Point localization data:
════════════════

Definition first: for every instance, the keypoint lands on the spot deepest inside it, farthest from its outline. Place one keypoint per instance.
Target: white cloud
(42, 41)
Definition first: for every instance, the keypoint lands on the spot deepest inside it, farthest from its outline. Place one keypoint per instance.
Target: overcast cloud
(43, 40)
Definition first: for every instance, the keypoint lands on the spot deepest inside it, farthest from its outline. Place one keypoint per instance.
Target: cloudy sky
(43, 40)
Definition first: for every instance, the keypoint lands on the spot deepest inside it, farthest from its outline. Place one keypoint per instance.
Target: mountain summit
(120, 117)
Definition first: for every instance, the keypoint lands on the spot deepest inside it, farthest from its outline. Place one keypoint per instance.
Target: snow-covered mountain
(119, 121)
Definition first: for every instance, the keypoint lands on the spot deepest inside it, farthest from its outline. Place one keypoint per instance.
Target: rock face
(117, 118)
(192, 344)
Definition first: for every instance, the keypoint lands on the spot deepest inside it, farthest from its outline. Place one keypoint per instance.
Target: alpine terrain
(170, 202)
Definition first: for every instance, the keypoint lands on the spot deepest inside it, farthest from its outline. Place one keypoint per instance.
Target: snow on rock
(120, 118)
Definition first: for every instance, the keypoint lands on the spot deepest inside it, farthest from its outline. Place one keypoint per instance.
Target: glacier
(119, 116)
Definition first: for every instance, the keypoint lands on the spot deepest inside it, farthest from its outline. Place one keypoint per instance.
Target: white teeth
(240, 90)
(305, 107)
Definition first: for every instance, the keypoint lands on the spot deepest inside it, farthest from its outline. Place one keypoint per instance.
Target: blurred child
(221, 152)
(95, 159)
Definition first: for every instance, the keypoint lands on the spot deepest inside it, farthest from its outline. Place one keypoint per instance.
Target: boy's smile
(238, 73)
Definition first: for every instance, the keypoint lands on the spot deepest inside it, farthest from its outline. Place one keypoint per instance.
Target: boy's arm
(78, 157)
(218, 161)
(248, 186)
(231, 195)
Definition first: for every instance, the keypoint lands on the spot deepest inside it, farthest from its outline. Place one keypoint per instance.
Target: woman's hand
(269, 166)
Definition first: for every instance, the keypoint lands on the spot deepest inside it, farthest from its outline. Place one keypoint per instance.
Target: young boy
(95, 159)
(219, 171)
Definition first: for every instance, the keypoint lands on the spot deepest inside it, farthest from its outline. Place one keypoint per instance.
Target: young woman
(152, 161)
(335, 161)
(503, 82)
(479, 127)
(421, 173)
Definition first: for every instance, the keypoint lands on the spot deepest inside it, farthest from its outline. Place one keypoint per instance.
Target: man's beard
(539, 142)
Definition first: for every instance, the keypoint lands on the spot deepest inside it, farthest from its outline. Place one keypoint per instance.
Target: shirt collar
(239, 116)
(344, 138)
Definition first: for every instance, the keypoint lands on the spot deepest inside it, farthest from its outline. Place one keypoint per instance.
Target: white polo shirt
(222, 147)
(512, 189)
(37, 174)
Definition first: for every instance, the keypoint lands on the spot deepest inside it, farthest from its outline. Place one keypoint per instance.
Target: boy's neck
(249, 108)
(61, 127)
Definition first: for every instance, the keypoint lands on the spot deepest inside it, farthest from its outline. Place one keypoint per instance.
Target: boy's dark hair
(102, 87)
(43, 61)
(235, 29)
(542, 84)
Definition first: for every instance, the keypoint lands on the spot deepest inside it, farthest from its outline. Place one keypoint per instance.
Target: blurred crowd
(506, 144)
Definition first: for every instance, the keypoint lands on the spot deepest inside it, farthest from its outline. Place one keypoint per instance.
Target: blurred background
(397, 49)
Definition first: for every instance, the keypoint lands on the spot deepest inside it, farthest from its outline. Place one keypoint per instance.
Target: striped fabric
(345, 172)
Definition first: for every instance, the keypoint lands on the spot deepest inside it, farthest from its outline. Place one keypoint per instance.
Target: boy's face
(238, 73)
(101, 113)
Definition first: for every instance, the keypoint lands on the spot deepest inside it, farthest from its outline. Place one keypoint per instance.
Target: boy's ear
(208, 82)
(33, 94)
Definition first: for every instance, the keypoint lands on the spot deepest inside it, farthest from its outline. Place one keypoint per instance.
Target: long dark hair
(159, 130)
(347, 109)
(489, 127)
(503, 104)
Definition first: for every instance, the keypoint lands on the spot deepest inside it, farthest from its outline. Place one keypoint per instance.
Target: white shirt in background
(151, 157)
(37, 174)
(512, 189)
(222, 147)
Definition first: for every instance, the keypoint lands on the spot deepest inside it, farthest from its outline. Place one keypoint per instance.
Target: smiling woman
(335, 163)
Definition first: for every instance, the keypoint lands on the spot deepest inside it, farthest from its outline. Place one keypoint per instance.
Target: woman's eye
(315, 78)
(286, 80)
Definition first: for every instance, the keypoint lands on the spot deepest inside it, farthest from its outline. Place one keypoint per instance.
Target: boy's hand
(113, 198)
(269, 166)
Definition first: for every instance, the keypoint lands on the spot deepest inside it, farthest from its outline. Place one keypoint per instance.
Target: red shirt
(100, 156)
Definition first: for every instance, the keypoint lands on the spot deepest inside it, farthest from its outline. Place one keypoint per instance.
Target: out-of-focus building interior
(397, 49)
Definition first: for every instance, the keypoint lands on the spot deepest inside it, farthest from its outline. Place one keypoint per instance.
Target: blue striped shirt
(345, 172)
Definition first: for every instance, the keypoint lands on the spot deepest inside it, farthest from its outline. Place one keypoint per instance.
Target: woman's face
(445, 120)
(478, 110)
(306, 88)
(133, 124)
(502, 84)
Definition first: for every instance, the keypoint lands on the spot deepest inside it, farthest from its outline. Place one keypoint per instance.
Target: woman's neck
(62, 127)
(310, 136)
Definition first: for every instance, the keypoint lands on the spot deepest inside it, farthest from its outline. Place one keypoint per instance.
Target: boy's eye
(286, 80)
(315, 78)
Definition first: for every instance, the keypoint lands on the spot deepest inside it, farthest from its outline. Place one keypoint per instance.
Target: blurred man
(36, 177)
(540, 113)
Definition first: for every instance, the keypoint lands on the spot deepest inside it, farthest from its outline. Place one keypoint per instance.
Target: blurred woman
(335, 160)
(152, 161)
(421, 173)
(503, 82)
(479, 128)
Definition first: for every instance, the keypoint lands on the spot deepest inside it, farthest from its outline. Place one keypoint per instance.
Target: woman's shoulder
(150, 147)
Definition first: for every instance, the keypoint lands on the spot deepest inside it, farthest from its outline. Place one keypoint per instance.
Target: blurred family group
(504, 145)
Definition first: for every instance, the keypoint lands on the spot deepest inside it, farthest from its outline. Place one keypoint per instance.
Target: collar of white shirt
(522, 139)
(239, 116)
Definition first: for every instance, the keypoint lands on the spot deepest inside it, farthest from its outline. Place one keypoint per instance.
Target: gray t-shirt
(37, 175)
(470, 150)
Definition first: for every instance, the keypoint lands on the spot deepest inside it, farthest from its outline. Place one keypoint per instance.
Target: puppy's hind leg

════════════════

* [Aim of the task]
Your task is to transcribe all of the entries word for word.

* [Output of the task]
Definition first: for every instance, the keypoint lands on the spot deepest inside it, farthest from its outline. Place one keypoint per instance.
Target: white cloud
(42, 41)
Definition first: for every instance, the keypoint lands on the spot deepest inside it, farthest from its outline. Place one keypoint per instance.
Target: overcast cloud
(43, 40)
Definition first: for every instance, the keypoint lands on the spot deepest inside it, farthest from its outline. Place one keypoint per instance.
Target: cloudy sky
(43, 40)
Definition first: for every instance, the keypoint lands on the spot deepest inside it, farthest from its outline. Place one keypoint per instance.
Target: mountain summit
(120, 117)
Definition first: for every instance, the keypoint lands on the spot deepest inside it, farthest from its outline. Place one keypoint per instance.
Target: snow-covered mountain
(119, 121)
Definition first: for every instance, the keypoint lands on the spot deepest inside it, farthest from its outline. Place one keypoint per instance.
Target: rock face
(117, 118)
(192, 344)
Definition first: for every instance, the keypoint lands on the spot deepest inside it, farthest from its outline. Place one keypoint per instance.
Target: alpine terrain
(170, 202)
Definition first: for every instance, the keypoint lands on the spot deepest inside it, farthest from its outline. Place one keypoint per instance.
Target: snow on rock
(120, 118)
Definition first: for every instance, the keypoint lands on the spot deepest inside it, farthest from its outline. Place one keypoint per instance.
Target: glacier
(119, 116)
Definition first: for every instance, the keypoint lands on the spot deepest inside it, farthest from its outline. Place one keypoint per instance.
Target: white teeth
(240, 90)
(305, 107)
Definition first: for every instance, the keypoint lands on the spot deepest inside it, farthest from its outline. Place one keypoint per instance.
Target: blurred child
(221, 152)
(95, 159)
Definition first: for every instance, the keypoint lands on the spot deepest inside it, farthest from its outline. Place one keypoint per instance.
Target: boy's smile
(238, 73)
Definition first: for every instance, the keypoint lands on the spot deepest inside it, farthest from its outline. Place one keypoint per instance.
Target: boy's arm
(78, 157)
(218, 161)
(248, 186)
(231, 195)
Definition first: for every instance, the keypoint lands on the spot deepest inside it, farthest from its outline. Place one keypoint per instance.
Target: woman's hand
(269, 166)
Definition first: for every instance, the keypoint lands on the spot deepest inside it, farthest from its outline. Place one keypoint per instance.
Target: young boy
(95, 159)
(219, 171)
Definition first: for every instance, the keypoint lands on the spot deepest inside it, farthest from its outline. Place one keypoint per instance.
Target: young woman
(152, 161)
(335, 161)
(503, 82)
(479, 127)
(421, 173)
Definition first: for every instance, the keypoint lands on the spot deepest inside it, farthest from its outline. Place one keypoint per instance.
Target: man's beard
(539, 142)
Definition first: for every instance, the keypoint lands on the spot deepest inside it, farthest from its outline. Place one keypoint per instance.
Target: shirt collar
(239, 116)
(344, 138)
Definition first: for every instance, the keypoint lands on the spot deepest inside it, farthest from its outline. Place one keypoint per instance.
Target: white polo shirt
(222, 147)
(512, 189)
(37, 174)
Definition first: for every instance, the keypoint lands on the spot deepest inside it, farthest from its outline. Place one keypoint per instance.
Target: boy's neck
(249, 108)
(61, 127)
Definition first: for every instance, the keypoint lands on the spot deepest inside it, farthest from its outline. Place one keypoint per instance.
Target: boy's dark hair
(102, 87)
(43, 61)
(235, 29)
(542, 84)
Definition first: for every instance, the keypoint lands on the spot deepest inside it, farthest from its outline. Place one keypoint per instance.
Target: blurred crowd
(506, 144)
Definition first: for every instance, the keypoint lands on the spot deepest inside it, farthest from its outline. Place one keypoint per instance.
Target: blurred background
(397, 49)
Definition first: for every instance, the keypoint lands on the spot deepest inside it, farthest from its outline. Place one keypoint per instance.
Target: striped fabric
(345, 172)
Definition first: for every instance, the keypoint lands on the spot deepest inside it, farthest from its outline. Place one keypoint per instance.
Target: boy's face
(238, 73)
(101, 113)
Definition first: for every instance, the keypoint lands on the spot deepest inside it, farthest from its outline. Place one keypoint per instance.
Target: boy's ear
(208, 82)
(33, 94)
Definition first: for every instance, the keypoint lands on the spot deepest inside it, farthest from its outline. Place one keypoint per instance.
Target: long dark hair
(159, 130)
(347, 109)
(489, 127)
(503, 104)
Definition first: for every instance, the keypoint lands on the spot deepest inside it, farthest from its outline. Place one keypoint per instance.
Target: white shirt in background
(151, 157)
(37, 174)
(512, 189)
(222, 147)
Definition first: for every instance, the keypoint lands on the spot deepest inside it, farthest from its outline. Place one keypoint per instance.
Target: smiling woman
(335, 163)
Definition first: for every instance, the keypoint lands on the spot deepest inside it, farthest from its outline. Place one keypoint per instance.
Target: woman's eye
(315, 78)
(286, 80)
Definition first: for every instance, the keypoint lands on the spot deepest inside it, farthest from its outline. Place one keypoint per instance.
Target: boy's hand
(113, 198)
(269, 166)
Definition first: for every instance, the keypoint lands on the spot deepest inside it, farthest from its outline. Place one keypoint per instance.
Target: red shirt
(100, 156)
Definition first: for every instance, the keypoint lands on the spot deepest inside it, farthest from its outline. Place one keypoint per instance.
Target: out-of-focus building interior
(397, 49)
Definition first: for every instance, the keypoint lands on the spot deepest inside it, farthest from its outline. Place one keypoint per instance.
Target: blue striped shirt
(345, 172)
Definition first: for every instance, the keypoint lands on the spot deepest inside it, farthest from its outline. Place one keypoint per instance.
Target: woman's face
(445, 120)
(478, 110)
(306, 88)
(133, 124)
(502, 84)
Definition first: for every instance, the keypoint lands on the spot deepest inside it, farthest from its outline. Place one keypoint per instance.
Target: woman's neck
(62, 127)
(310, 136)
Definition first: for every instance, the keypoint lands on the spot deepest inside it, farthest from its outline. Place one keypoint per instance.
Target: boy's eye
(286, 80)
(315, 78)
Definition first: for every instance, the keypoint lands on the spot deepest inside it, farthest from its outline. Place one keypoint per instance.
Target: blurred man
(36, 177)
(540, 113)
Definition first: for every instance, the keypoint lands on the spot deepest inside it, farthest from its outline. Place one keypoint per instance.
Target: blurred woman
(335, 160)
(152, 161)
(421, 173)
(503, 82)
(479, 128)
Definition first: for every instance, the keypoint lands on the spot deepest inside it, farthest from its outline. Place one keypoint per instance.
Target: woman's shoulder
(150, 147)
Definition first: for every instance, the keypoint lands on the spot deepest inside it, farthest from its outline. Place one keypoint per instance.
Target: blurred family group
(504, 145)
Definition first: for every instance, the keypoint lands on the spot deepest inside it, farthest from its outline. Place one keypoint per instance.
Target: collar of white shirt
(522, 139)
(239, 116)
Definition first: for every instance, the keypoint lands on the spot deepest inside it, farthest from its outline. Place one keypoint per instance.
Target: gray t-shirt
(37, 175)
(470, 150)
Definition first: for every instance, the keypoint lands on the spot deepest inside it, farthest from its outline. Place one keypoint per instance.
Target: puppy's hind leg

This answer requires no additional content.